**SELECTED EXCERPT**.
-*-*-

There are enough whitecaps in the SC water to tip a pollster canoe. Consider:
- The number of self-described Independents in the SurveyUSA SC Democratic Primary poll released today is up from 7% in December to 16% today.
- The number of self-described Republicans in the SC Democratic Primary poll released today is up from 4% in December to 8% today.
What happened between then and now? The South Carolina Republican Primary.
Unique to 2008, South Carolina’s two primaries are not held on the same date. South Carolina’s primaries are “open.” Democrats were free to vote in last Saturday’s Republican Primary. Republicans are free to vote in this Saturday’s Democratic primary.
However, voters in SC may only vote once. Not twice. If you voted last week, you may not vote this week. But if you did not vote last week, even if you are a Republican, you may vote this week, in the Democratic Primary.
Therein the polling challenge lies.
Much more than in other states …
… which hold simultaneous primaries, SurveyUSA this week is in a perilous pollster limbo, of relying on those South Carolinians who voted last Saturday to tell us that they in fact did. We eliminate those who have already voted, and do not ask them whether they are likely to vote this Saturday, nor do we ask them which Democrat they might prefer. However, those registered voters who did not vote last Saturday, we do ask on a scale of 1 to 10 how likely they are to vote this Saturday. The “9′s” and “10′s” are judged by SurveyUSA to be likely and are permitted to hear the “who will you vote for question.” Those who answer “8″ or lower, on the 1-to-10 scale, are treated differently.
This would make no difference if the Republicans and Independents who show up in today’s SurveyUSA’s polling data vote the same way as the registered Democrats. But they do not. The Independents and the Republicans vote disproportionately for John Edwards.
- Among just the registered Democrats in SurveyUSA’s sample, Obama leads Clinton by 19 points.
- But among the Independents, Obama and Edwards are effectively tied, with Clinton a dozen points back.
- Among the admittedly tiny handful of Republicans who tell us they will vote in the Democratic Primary, Edwards leads Clinton and Obama.
The side effect of this possibly real and possibly exaggerated enthusiasm by Independents and Republicans, is that the percentage of African Americans who qualify as likely voters in SurveyUSA’s SC Democratic Primary pool has decreased from 54% in SurveyUSA’s sample six weeks ago to 42% today. The percentage of white likely voters is up from 44% six weeks ago to 55% today.
Counter-intuitive? Absolutely. But, alas, there it is in the data.
Are black voters somehow newly discouraged? Unlikely. More likely the reverse: that some whites are newly energized. Or, that some whites are newly energized to tell pollsters that they are energized.
Whether these whites are motivated with the best of intentions, or motivated by the worst that is within us, remains to be seen.
Could John Edwards finish ahead of Hillary Clinton on Saturday?
It depends how many Independents and how many Republicans show up to dilute the core Democratic vote that at present goes 5:3 for Obama over Clinton, and 5:2 for Obama over Edwards.
Could what SurveyUSA sees here be a pollster mirage? Perhaps. Competing pollsters show the spread between 2nd place Clinton and 3rd place Edwards differently. At this hour.
- Zogby (today, 1/24/08) has Clinton 5 points ahead of Edwards.

-*-*-

**DATA ROWS**.
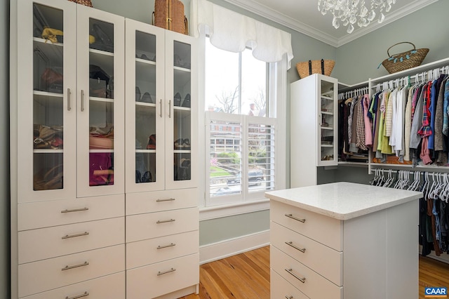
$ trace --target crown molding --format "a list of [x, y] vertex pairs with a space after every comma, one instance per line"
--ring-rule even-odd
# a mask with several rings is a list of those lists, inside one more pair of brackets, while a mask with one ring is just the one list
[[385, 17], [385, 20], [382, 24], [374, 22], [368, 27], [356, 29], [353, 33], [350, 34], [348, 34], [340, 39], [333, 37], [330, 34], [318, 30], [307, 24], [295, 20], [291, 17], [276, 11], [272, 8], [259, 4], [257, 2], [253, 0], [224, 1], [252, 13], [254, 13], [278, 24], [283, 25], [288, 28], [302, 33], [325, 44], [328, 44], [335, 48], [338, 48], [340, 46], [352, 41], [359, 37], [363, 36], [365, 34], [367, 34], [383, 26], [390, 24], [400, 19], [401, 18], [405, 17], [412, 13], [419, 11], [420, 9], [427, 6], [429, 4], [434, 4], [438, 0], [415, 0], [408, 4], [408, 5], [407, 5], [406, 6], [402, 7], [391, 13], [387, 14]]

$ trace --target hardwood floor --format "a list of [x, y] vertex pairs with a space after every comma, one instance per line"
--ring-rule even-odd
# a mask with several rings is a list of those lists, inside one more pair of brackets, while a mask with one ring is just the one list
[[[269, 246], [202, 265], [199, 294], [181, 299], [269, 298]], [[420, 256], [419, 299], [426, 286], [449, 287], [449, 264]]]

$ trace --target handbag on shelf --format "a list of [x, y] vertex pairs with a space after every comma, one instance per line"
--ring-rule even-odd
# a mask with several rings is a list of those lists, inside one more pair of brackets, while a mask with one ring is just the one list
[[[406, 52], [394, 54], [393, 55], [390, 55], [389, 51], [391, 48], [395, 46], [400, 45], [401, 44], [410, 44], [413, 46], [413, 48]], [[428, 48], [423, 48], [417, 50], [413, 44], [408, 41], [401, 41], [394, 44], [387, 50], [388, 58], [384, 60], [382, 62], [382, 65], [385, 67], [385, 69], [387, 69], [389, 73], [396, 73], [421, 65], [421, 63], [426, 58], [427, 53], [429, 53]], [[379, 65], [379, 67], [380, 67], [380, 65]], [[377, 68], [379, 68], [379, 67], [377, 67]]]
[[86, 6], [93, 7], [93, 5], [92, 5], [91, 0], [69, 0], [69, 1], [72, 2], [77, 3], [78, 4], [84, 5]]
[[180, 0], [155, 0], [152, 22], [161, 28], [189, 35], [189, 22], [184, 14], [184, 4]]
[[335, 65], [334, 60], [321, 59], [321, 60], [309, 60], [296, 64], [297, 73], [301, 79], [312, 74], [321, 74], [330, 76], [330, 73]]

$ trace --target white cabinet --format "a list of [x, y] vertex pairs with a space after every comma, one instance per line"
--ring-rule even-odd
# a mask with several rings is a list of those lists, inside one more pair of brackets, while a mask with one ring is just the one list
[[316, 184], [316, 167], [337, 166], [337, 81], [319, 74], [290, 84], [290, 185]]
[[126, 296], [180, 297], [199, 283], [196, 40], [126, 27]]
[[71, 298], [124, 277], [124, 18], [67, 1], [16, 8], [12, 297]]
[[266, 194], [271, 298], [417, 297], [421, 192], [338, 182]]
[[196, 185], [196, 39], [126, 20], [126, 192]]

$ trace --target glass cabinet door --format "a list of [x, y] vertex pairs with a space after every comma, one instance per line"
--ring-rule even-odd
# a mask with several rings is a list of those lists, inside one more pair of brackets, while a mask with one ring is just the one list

-*-*-

**YOUR TASKS**.
A: In the post on South Carolina primary polling, why does the rise in self-described Independents and Republicans in the SurveyUSA sample matter for the poll's results? Answer in one to three sentences.
B: Pick up the post on South Carolina primary polling after its final line and continue it in the same voice.

**SET OF ANSWERS**.
A: The rise would make no difference if those Independents and Republicans voted the same way as registered Democrats, but they do not. They vote disproportionately for John Edwards. Their presence also lowers the share of African Americans among likely voters, from 54% six weeks ago to 42% today.

B:
- Clemson University (today, 1/24/08) has Clinton 3 points ahead of Edwards.
- Rasmussen (today, 1/24/08) has Clinton 11 points ahead of Edwards.
- Mason-Dixon (today, 1/24/08) has Clinton 11 points ahead of Edwards.
- SurveyUSA (today, 1/24/08) has Clinton 7 ahead of Edwards.
There are many possibilities. Here are several:
- There is a genuine white backlash to the racial rhetoric in South Carolina. Some whites, possibly white males, may be newly motivated to vote for the white male Democrat in a way they were not a few weeks ago. In this scenario, Edwards’ surge is real. He may challenge for 2nd place.
- John Edwards’ message has newfound appeal to a broad coalition of South Carolina voters. Managing to stay largely above the fray in the contentious Democratic debate, Edwards has managed to appear Presidential, and voters of all registrations are genuinely moving to his side. Again in this scenario, the surge is real and Edwards has momentum.
- Everyone in South Carolina is fed up with the Clinton-Obama bickering, having nothing uniquely to do with race or with John Edwards. In this scenario, voters are turning to Edwards to punish Clinton and Obama more than out of genuine regard for Edwards. Even if this is the explanation, the Edwards uptick would be real.
- Or, there is “noise” in SurveyUSA’s poll, and in the polls from others, triggered by the week-long hiatus between Republican and Democratic voting. While Edwards has a strong group of core supporters in South Carolina and elsewhere, the number of Independents and Republicans who show up in SurveyUSA’s likely voter pool is overstated, and Clinton will finish comfortably ahead of Edwards.
We’ll know the Primary results late on Saturday.
That will tell us something superficial:
- Who wins.
- How accurate the polls are.
But the much more important learning — how America is reacting to the white-hot rhetoric between the black man, the white woman and her past-POTUS spouse — may not be known, or fully understood, for quite some time. By then, the Democratic Party may have torn itself apart much as some feel the Republican party already has.
Who ultimately benefits from this is unclear.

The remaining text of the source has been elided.